▶ [INSTRUCTION 1]
Answer these questions from the passage on audio file formats:
(a) What does the abbreviation MP3 stand for?
(b) In the example of a signal lying between 0 volts and 5 volts, into how many levels is the range divided?
(c) Besides the RAW data, what does a WAV file contain?
▶ [INSTRUCTION 2]
Carry on the passage on audio file formats from the point where it stops.

We have completed our first step towards building a music player by developing a way to store the music files locally on the sd card. Now we will shift our focus towards understanding the way in which music is stored. The first audio was stored as analogue signal transcribe mechanically on a paper or glass but since then we have rapidly developed various other more efficient ways to store an audio signal. The digital formats revolutionized the whole industry as it was easier to store, process as well as replicate. Currently, we deal with various digital formats such as AIFF, AAC, MPEG standard etc. The MP3 is the MPEG-1 Audio layer 3 and is one of the most recognized audio file formats as it uses lossy data compression which drastically decreases the file sizes and is one of the reasons which caused the boom in the music industry in the 1990's. The format itself is quite complex as it uses advanced compression techniques such as the Huffman coding and so we will begin our discussion with the WAV format which will make our work easier along with providing the right amount of knowledge regarding file formats.

Consider a signal with different values at different intervals. If we know the maximum amplitude of the signal then we can divide the range of different amplitudes into discrete values. For eg, Consider a signal lying between 0 volts to 5 volts. If we divide the range(5-0) volts into 100 levels and store the value at any given moment as one of the numbers in between 1-100, then we can successfully store an analogue signal as binary numbers. This technique is known as Analog to Digital Conversion and sampling of the signal is done as to get the values at different times.




So if provide an analogue audio file as an input to the ADC we will be able to get the corresponding digital values at a particular frequency i.e if we have a sampling frequency of 'n' Hz then we will get 'n' different values of the audio in one second. This is known as a RAW file as we have the discrete values of an analogue signal at a particular frequency but it is uncompressed or unaltered. We can use this to play the music using our MCU as this is a digital audio format but we won't be able to do this without knowing the sampling frequency and the sampling resolution. For these pieces of information, we use the WAV file format which contains the RAW data along with some metadata about the music file such as its name, frequency, bit resolution, number of channels etc.

▶ [STORED ROWS]
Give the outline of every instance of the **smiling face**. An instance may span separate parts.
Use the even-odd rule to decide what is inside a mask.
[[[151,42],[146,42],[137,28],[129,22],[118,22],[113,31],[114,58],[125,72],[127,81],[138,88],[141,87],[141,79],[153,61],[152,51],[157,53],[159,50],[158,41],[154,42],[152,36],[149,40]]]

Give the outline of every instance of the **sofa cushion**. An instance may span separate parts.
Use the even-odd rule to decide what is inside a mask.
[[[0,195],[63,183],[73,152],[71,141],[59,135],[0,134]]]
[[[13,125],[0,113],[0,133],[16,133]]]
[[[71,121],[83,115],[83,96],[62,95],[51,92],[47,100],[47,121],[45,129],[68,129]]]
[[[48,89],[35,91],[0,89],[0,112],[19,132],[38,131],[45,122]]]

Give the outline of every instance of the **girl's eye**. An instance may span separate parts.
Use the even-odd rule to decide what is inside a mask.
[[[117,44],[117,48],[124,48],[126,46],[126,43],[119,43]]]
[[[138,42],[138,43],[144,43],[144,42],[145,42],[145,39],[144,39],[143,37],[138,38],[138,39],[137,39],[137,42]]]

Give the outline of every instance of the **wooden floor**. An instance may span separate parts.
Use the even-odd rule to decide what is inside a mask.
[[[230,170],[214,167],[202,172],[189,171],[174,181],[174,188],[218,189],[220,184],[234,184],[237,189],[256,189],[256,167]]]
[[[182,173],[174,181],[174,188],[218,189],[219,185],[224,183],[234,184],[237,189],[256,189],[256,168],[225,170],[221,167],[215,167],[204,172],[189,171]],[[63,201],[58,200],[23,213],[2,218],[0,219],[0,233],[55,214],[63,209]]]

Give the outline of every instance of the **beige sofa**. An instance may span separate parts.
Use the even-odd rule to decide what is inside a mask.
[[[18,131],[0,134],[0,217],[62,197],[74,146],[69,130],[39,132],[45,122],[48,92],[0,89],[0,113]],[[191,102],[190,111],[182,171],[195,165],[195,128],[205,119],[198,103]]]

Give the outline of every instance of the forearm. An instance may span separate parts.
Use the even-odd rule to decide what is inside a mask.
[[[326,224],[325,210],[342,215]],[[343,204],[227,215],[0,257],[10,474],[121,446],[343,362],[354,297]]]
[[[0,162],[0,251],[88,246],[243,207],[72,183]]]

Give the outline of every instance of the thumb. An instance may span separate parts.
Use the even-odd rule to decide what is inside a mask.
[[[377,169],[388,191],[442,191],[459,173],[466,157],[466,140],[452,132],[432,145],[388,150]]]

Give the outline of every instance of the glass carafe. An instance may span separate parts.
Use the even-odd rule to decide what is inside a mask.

▶ [OUTPUT 1]
(a) MPEG-1 Audio layer 3.
(b) 100 levels.
(c) Metadata about the music file, such as its name, frequency, bit resolution and number of channels.

▶ [OUTPUT 2]
This time we will be storing our music file as a WAV file in the sd card as they are easy to manipulate. These files have one major disadvantage, they are very huge in size and so in the upcoming posts we will shift to MP3 and develop a complete music player.

WAVE stands for Waveform Audio File Format and is commonly written as WAV due to its file extension. It is a Microsoft and IBM audio file format standard for storing audio bitstreams on PC.
A typical WAVE file contains a 44 bytes Header followed by the data segment.



The data segment contains the bytes which are sampled at the frequency provided in the header. 44.1 kHz is a common sampling rate. For testing purpose, we can download any .wav file and open it using notepad and we will be able to see the above data very clearly. The information which is very much needed is the file size, Number of channels, Sample rate and the Bits per sample. We need to write a software to parse the header and extract the above info along with marking the start of the data segment by using the "data" chunk header.